-- Begin Page excerpt --
Henry Alline


Henry Alline was a minister, evangelist, and writer who became known as "the Apostle of Nova Scotia."
Born at Newport, Rhode Island, he became a New England Planter and served as an itinerant preacher throughout Maritime Canada and Northeastern New England from 1776 to 1784. His ministry coincided with the Second Great Awakening, and he became the leader of the New Light movement in the Maritimes.
Later in life, Alline caught the attention of renowned theologian John Wesley, but it was not for good reason. Wesley in one letter said that Alline was "far from being a man of sound understanding" and his work was not something Wesley wanted to "waste his time answering."
He died at 35 and is buried at North Hampton, New Hampshire.

Historical context

The early 1740s to 1784 was a period of struggle for hegemony in North America by Britain, significant religious upheaval in northeastern North America, and ultimately revolution in the Thirteen Colonies.

War and revolution

Just before Alline's birth, the War of the Austrian Succession came to a close with the signing of the Treaty of Aix-la-Chapelle. Northeastern North America had been pulled into the conflict by King George's War and achieved a significant victory with the capture of the Fortress of Louisbourg in 1745, only to have it returned to France during treaty negotiations. An uneasy peace remained between Britain and France. By the mid-1750s, conflict broke out again resulting in the Seven Years' War. Nova Scotia's population was decimated by the expulsion of the Acadians.
-- End Page excerpt --
-- Begin Record set --
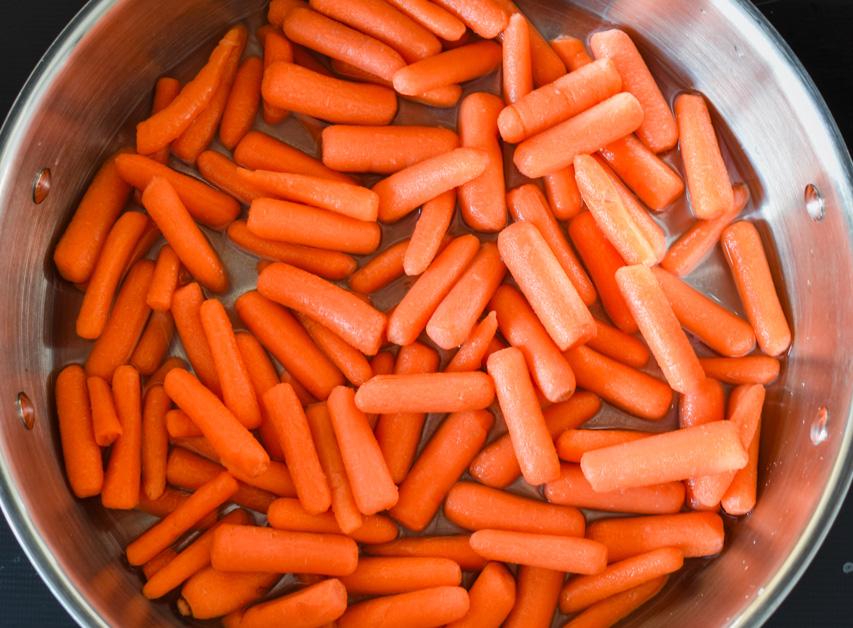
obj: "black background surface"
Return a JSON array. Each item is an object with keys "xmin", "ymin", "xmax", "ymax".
[{"xmin": 0, "ymin": 0, "xmax": 853, "ymax": 628}]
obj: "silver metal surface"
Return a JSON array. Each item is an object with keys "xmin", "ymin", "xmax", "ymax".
[{"xmin": 0, "ymin": 0, "xmax": 853, "ymax": 626}]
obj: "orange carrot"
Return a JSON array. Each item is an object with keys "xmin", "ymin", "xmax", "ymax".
[
  {"xmin": 56, "ymin": 364, "xmax": 104, "ymax": 498},
  {"xmin": 101, "ymin": 364, "xmax": 143, "ymax": 510},
  {"xmin": 374, "ymin": 342, "xmax": 438, "ymax": 484},
  {"xmin": 498, "ymin": 59, "xmax": 622, "ymax": 144},
  {"xmin": 86, "ymin": 377, "xmax": 122, "ymax": 447},
  {"xmin": 581, "ymin": 421, "xmax": 747, "ymax": 492},
  {"xmin": 210, "ymin": 525, "xmax": 358, "ymax": 576},
  {"xmin": 263, "ymin": 384, "xmax": 331, "ymax": 515},
  {"xmin": 498, "ymin": 222, "xmax": 595, "ymax": 351},
  {"xmin": 507, "ymin": 183, "xmax": 597, "ymax": 306},
  {"xmin": 589, "ymin": 29, "xmax": 678, "ymax": 153},
  {"xmin": 219, "ymin": 55, "xmax": 264, "ymax": 150},
  {"xmin": 258, "ymin": 263, "xmax": 386, "ymax": 356},
  {"xmin": 234, "ymin": 291, "xmax": 346, "ymax": 399},
  {"xmin": 142, "ymin": 177, "xmax": 228, "ymax": 292},
  {"xmin": 660, "ymin": 183, "xmax": 749, "ymax": 277},
  {"xmin": 447, "ymin": 563, "xmax": 515, "ymax": 628},
  {"xmin": 426, "ymin": 242, "xmax": 506, "ymax": 349},
  {"xmin": 388, "ymin": 234, "xmax": 480, "ymax": 346},
  {"xmin": 503, "ymin": 565, "xmax": 565, "ymax": 628},
  {"xmin": 239, "ymin": 169, "xmax": 379, "ymax": 220},
  {"xmin": 470, "ymin": 530, "xmax": 607, "ymax": 574},
  {"xmin": 164, "ymin": 369, "xmax": 270, "ymax": 476},
  {"xmin": 457, "ymin": 92, "xmax": 506, "ymax": 232},
  {"xmin": 675, "ymin": 94, "xmax": 734, "ymax": 220},
  {"xmin": 393, "ymin": 41, "xmax": 501, "ymax": 96},
  {"xmin": 226, "ymin": 220, "xmax": 358, "ymax": 280},
  {"xmin": 586, "ymin": 512, "xmax": 725, "ymax": 562},
  {"xmin": 328, "ymin": 386, "xmax": 398, "ymax": 515},
  {"xmin": 76, "ymin": 212, "xmax": 151, "ymax": 340},
  {"xmin": 513, "ymin": 91, "xmax": 643, "ymax": 178},
  {"xmin": 721, "ymin": 220, "xmax": 791, "ymax": 356},
  {"xmin": 468, "ymin": 390, "xmax": 601, "ymax": 488},
  {"xmin": 86, "ymin": 260, "xmax": 154, "ymax": 379},
  {"xmin": 652, "ymin": 268, "xmax": 755, "ymax": 357},
  {"xmin": 53, "ymin": 148, "xmax": 131, "ymax": 283},
  {"xmin": 389, "ymin": 410, "xmax": 494, "ymax": 531},
  {"xmin": 116, "ymin": 155, "xmax": 240, "ymax": 229},
  {"xmin": 545, "ymin": 462, "xmax": 684, "ymax": 515},
  {"xmin": 136, "ymin": 25, "xmax": 246, "ymax": 155},
  {"xmin": 246, "ymin": 198, "xmax": 380, "ymax": 255},
  {"xmin": 599, "ymin": 135, "xmax": 684, "ymax": 211}
]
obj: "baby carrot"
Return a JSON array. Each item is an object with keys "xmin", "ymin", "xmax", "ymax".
-- End Record set --
• Problem details
Retype the whole Henry Alline article above, word for word.

• Exercise answer
Henry Alline


Henry Alline was a minister, evangelist, and writer who became known as "the Apostle of Nova Scotia."
Born at Newport, Rhode Island, he became a New England Planter and served as an itinerant preacher throughout Maritime Canada and Northeastern New England from 1776 to 1784. His ministry coincided with the Second Great Awakening, and he became the leader of the New Light movement in the Maritimes.
Later in life, Alline caught the attention of renowned theologian John Wesley, but it was not for good reason. Wesley in one letter said that Alline was "far from being a man of sound understanding" and his work was not something Wesley wanted to "waste his time answering."
He died at 35 and is buried at North Hampton, New Hampshire.

Historical context

The early 1740s to 1784 was a period of struggle for hegemony in North America by Britain, significant religious upheaval in northeastern North America, and ultimately revolution in the Thirteen Colonies.

War and revolution

Just before Alline's birth, the War of the Austrian Succession came to a close with the signing of the Treaty of Aix-la-Chapelle. Northeastern North America had been pulled into the conflict by King George's War and achieved a significant victory with the capture of the Fortress of Louisbourg in 1745, only to have it returned to France during treaty negotiations. An uneasy peace remained between Britain and France. By the mid-1750s, conflict broke out again resulting in the Seven Years' War. Nova Scotia's population was decimated by the expulsion of the Acadians.